# Task details
What follows is a listing; give it again exactly, in its entirety.

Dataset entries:
####

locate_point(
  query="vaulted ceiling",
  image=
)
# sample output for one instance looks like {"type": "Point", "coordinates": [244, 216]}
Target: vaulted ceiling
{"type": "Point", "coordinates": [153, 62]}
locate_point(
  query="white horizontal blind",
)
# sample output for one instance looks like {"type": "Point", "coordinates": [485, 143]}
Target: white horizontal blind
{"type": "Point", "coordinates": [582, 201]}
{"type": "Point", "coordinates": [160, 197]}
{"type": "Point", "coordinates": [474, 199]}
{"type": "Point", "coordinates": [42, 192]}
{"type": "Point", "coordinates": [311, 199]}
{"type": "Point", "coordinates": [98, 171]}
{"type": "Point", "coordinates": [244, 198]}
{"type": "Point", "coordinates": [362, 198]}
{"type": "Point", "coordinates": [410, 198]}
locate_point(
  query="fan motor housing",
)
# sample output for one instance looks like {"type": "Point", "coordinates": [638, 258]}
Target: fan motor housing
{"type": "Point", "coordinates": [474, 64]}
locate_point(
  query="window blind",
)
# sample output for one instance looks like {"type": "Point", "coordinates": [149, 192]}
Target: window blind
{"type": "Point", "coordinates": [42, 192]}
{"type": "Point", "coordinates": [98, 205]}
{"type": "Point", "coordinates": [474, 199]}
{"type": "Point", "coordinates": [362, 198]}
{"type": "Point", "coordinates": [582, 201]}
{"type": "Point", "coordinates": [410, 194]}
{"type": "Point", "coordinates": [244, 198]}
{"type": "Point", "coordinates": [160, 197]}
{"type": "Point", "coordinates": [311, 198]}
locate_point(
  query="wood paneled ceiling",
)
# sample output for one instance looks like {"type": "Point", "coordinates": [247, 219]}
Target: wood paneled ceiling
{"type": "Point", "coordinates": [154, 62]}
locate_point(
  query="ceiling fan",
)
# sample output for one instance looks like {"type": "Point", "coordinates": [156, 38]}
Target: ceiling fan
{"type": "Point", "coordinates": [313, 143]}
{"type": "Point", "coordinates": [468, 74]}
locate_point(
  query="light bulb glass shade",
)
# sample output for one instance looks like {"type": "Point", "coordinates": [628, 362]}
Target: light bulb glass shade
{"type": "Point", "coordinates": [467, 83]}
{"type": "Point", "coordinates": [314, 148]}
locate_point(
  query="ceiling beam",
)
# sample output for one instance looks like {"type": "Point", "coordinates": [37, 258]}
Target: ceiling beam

####

# The result
locate_point(
  query="vaulted ceiling",
  image=
)
# sample output for one instance looks like {"type": "Point", "coordinates": [244, 216]}
Target: vaulted ceiling
{"type": "Point", "coordinates": [153, 62]}
locate_point(
  query="white horizontal blind",
)
# sample output for one instance looks like {"type": "Point", "coordinates": [485, 143]}
Target: white horizontal blind
{"type": "Point", "coordinates": [582, 201]}
{"type": "Point", "coordinates": [160, 197]}
{"type": "Point", "coordinates": [474, 199]}
{"type": "Point", "coordinates": [42, 192]}
{"type": "Point", "coordinates": [311, 199]}
{"type": "Point", "coordinates": [98, 171]}
{"type": "Point", "coordinates": [244, 198]}
{"type": "Point", "coordinates": [362, 198]}
{"type": "Point", "coordinates": [410, 198]}
locate_point(
  query="fan motor housing",
)
# sample output for one instance looks like {"type": "Point", "coordinates": [638, 258]}
Target: fan motor housing
{"type": "Point", "coordinates": [474, 64]}
locate_point(
  query="window blind",
)
# sample output for one instance looks like {"type": "Point", "coordinates": [149, 192]}
Target: window blind
{"type": "Point", "coordinates": [42, 192]}
{"type": "Point", "coordinates": [98, 205]}
{"type": "Point", "coordinates": [474, 199]}
{"type": "Point", "coordinates": [362, 198]}
{"type": "Point", "coordinates": [582, 201]}
{"type": "Point", "coordinates": [410, 194]}
{"type": "Point", "coordinates": [244, 198]}
{"type": "Point", "coordinates": [160, 197]}
{"type": "Point", "coordinates": [311, 198]}
locate_point(
  query="wood paneled ceiling",
)
# sample output for one instance looks like {"type": "Point", "coordinates": [247, 219]}
Target: wood paneled ceiling
{"type": "Point", "coordinates": [154, 62]}
locate_point(
  query="ceiling fan",
)
# sample output for one instance looks like {"type": "Point", "coordinates": [156, 38]}
Target: ceiling fan
{"type": "Point", "coordinates": [313, 143]}
{"type": "Point", "coordinates": [468, 74]}
locate_point(
  query="light bulb glass shade",
)
# sample output for one instance looks like {"type": "Point", "coordinates": [628, 362]}
Target: light bulb glass shade
{"type": "Point", "coordinates": [467, 83]}
{"type": "Point", "coordinates": [314, 148]}
locate_point(
  query="ceiling beam",
)
# sample output for one instance looks like {"type": "Point", "coordinates": [37, 258]}
Target: ceiling beam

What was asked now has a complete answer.